Image point annotation entries:
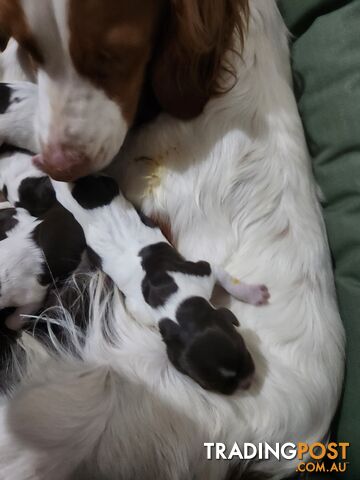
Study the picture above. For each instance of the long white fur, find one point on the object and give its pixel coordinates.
(17, 123)
(14, 168)
(237, 186)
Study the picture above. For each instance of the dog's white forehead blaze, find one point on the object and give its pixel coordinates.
(71, 110)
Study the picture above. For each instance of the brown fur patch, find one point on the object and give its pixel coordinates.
(191, 58)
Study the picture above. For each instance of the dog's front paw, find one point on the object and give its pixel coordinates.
(256, 294)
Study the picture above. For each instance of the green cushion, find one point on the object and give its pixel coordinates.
(326, 67)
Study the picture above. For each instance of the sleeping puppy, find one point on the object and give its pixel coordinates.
(34, 252)
(163, 288)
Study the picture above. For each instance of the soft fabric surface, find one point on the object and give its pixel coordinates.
(326, 65)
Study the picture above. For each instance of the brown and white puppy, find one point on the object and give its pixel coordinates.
(92, 58)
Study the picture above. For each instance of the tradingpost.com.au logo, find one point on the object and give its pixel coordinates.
(315, 457)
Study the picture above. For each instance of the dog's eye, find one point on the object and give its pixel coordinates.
(224, 372)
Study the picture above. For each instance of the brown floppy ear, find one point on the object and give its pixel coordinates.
(190, 56)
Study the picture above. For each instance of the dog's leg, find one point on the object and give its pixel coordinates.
(254, 294)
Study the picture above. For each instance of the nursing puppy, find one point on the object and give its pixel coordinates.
(163, 288)
(35, 254)
(17, 106)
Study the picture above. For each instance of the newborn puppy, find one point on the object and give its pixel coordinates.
(18, 102)
(162, 287)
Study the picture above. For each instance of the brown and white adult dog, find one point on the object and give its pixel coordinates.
(92, 57)
(235, 183)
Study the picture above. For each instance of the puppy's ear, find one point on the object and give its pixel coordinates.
(157, 288)
(13, 24)
(190, 57)
(227, 316)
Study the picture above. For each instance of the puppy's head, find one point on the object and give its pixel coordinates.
(205, 345)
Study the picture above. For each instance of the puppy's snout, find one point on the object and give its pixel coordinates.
(63, 163)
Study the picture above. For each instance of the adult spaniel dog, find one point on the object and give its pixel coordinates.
(225, 170)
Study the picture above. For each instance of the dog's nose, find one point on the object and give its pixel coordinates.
(63, 163)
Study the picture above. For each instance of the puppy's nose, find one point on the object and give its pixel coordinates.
(63, 163)
(245, 383)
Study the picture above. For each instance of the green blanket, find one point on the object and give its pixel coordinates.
(326, 68)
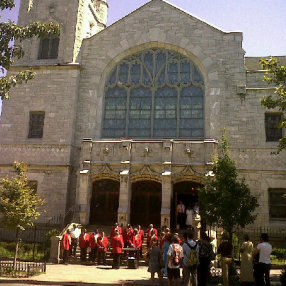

TASK TO CARRY OUT:
Which lines of the records contain the word "brown"? Return each of those lines in full.

ANSWER:
Study the picture above. For each instance of the brown fur patch, find one point on the object and give its pixel coordinates.
Study the picture above. For each instance of the brown and white puppy, find one point on the object and give its pixel coordinates.
Study the picture above. For each instance of the brown floppy ear, find one point on the object and give its pixel coordinates.
Study the picture above. For each instance of the brown and white adult dog, find one point on the object and give its pixel coordinates.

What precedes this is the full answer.